* _Supplied passage_
>> START

1. Introduction
Automatic phonologization aims to produce a sequence of phonemes that transcribe the pronunciation of a sequence of graphemes. This is a classical speech processing task for which several benchmarks exist (van Esch et al., 2016; Yolchuyeva et al., 2019; Lee et al., 2020). Work and systems on grapheme-phoneme (G2P) conversion have mostly focused on English. More recently, systems have been developed for other languages, especially poorly endowed languages (Gorman et al., 2020). The availability of lexicons containing reliable phonological transcriptions of written forms is essential for linguistic research, especially in quantitative linguistics and experimental psycholinguistics.
In this paper, we present the French G2P system Phonolette. This system predicts phonological transcriptions from written forms. Phonolette is based on a bidirectional LSTM network processing sequences. Model training relies on two French inflectional lexicons, Flexique (Bonami et al., 2014), a lexicon whose phonemic transcriptions are normalized and carefully checked, and GLÀFF (Sajous et al., 2013), a very large lexicon extracted from the GLAWI electronic dictionary (Sajous and Hathout, 2015; Sajous et al., 2020), which is derived from the entries documenting French words in the French version of Wiktionary, so-called Wiktionnaire.
More specifically, Phonolette is trained on a dataset that combines the graphemic forms of GLÀFF and the phonemic transcriptions provided by Flexique. A second dataset was created by eliminating the forms that do not fully comply with French graphotactics (these are usually loans). The results of Phonolette are promising, reaching an accuracy of 97.82% for the full dataset and 98.11% for the second dataset.
The paper presents the architecture of the model and its performance according to different metrics for nouns, verbs and adjectives.
2. Datasets
Phonolette’s reference lexicon is Flexique (Bonami et al., 2014). Flexique provides reliable phonological transcriptions that have undergone rigorous manual review.1 It uses specific coding for certain vowels. E is a representation that neutralizes the differences between the vowels /e/ and /ɛ/, O between the vowels /o/ and /ɔ/ and Ø between the vowels /ø/ and /œ/. This coding allows to represent the multiple phonological realizations of some forms without having to arbitrarily choose one of them. Each entry has a unique transcription as close as possible to its surface form from which the different possible realizations can be deduced.
Furthermore, the vowel /ə/ is systematically included in the transcriptions even in words where its actual realization is rare, except at the end of words, where it is systematically omitted because realization is predictable without lexical knowledge (Dell, 1995). Flexique has three tables, one for each of the categories noun, verb and adjective. It contains 47,242 lemmas and the transcriptions of 363,293 inflected forms, but does not provide their written forms. It therefore provides the output data of Phonolette, but not the input data. We extracted this information, i.e. the written forms of the inflected forms, from another French lexicon, the GLÀFF lexicon (Sajous et al., 2013), which has a very large coverage with 186 082 lexemes and over 1.4 million inflected forms. GLÀFF provides the lemma of each inflected form, a morphosyntactic label and, for 90% of them, one or more phonemic transcriptions. While GLÀFF’s written forms are reliable, its phonemic transcriptions are not standardized and often inconsistent. In order to exploit the respective strengths of GLÀFF and Flexique, we built a dataset with written transcriptions from the former and phonemic transcriptions from the latter. The two resources are joined on the lemmas and morphosyntactic labels of the inflected forms. This dataset contains 362,260 entries.

>> END

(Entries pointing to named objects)

>> START

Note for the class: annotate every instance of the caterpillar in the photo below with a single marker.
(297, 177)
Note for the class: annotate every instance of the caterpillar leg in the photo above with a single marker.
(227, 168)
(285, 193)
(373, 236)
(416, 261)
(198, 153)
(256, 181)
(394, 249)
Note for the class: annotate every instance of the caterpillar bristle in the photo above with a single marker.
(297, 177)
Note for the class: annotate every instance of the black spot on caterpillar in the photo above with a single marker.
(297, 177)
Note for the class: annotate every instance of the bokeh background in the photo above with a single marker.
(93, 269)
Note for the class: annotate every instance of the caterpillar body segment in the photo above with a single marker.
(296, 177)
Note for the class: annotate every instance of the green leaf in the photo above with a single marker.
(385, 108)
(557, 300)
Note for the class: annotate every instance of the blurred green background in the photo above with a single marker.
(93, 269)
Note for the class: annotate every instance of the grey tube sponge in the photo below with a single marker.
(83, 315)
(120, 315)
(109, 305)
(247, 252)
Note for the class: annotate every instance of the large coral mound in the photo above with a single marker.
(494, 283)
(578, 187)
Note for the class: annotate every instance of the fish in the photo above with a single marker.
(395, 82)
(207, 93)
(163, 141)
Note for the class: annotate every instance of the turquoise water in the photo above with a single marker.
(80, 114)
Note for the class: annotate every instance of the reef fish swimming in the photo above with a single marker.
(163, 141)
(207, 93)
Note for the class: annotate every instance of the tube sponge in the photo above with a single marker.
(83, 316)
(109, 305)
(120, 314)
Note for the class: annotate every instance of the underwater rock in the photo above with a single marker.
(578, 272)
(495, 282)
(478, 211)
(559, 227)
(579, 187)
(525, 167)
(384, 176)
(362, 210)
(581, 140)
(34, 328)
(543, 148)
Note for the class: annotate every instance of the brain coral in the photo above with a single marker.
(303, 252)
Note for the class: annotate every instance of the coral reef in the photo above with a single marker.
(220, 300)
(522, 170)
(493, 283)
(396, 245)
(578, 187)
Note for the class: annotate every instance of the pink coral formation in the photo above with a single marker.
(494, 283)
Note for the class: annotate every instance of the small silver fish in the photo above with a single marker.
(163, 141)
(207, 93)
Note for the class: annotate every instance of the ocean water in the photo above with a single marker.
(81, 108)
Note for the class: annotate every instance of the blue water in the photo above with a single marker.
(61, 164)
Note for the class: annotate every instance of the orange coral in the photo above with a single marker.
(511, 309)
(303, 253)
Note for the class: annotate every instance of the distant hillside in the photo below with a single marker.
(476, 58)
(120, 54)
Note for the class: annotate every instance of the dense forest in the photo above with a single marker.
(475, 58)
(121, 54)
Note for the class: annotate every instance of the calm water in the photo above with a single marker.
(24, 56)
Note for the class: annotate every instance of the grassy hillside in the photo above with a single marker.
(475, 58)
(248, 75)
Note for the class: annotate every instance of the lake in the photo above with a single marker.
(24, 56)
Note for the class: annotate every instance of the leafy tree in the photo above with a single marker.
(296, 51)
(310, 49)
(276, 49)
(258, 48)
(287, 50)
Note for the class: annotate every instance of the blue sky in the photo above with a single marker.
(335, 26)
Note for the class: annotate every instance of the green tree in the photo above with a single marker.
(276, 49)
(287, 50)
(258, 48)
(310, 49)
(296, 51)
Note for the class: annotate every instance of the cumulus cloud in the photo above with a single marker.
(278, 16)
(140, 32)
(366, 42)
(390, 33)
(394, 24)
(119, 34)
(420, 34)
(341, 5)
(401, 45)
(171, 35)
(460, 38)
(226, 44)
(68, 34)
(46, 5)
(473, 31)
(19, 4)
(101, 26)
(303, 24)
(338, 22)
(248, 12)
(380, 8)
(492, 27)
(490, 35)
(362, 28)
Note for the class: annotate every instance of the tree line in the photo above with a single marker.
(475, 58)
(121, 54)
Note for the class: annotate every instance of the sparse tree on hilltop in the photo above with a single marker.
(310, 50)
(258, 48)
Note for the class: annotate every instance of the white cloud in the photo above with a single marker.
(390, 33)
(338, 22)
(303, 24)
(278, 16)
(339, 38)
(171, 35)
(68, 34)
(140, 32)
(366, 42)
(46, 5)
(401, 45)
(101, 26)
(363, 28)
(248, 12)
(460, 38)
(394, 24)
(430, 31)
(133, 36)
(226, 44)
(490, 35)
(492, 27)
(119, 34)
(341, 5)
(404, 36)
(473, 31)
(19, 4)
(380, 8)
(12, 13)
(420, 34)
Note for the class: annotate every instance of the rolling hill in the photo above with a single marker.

>> END

* _What to work on_
Answer the following from the passage on Phonolette.
(a) What type of network is Phonolette based on?
(b) In Flexique's coding, the differences between which two vowels does E neutralize?
(c) How many entries does the dataset combining GLÀFF and Flexique contain?

* _Response below_
(a) A bidirectional LSTM network that processes sequences.
(b) The vowels /e/ and /ɛ/.
(c) 362,260 entries.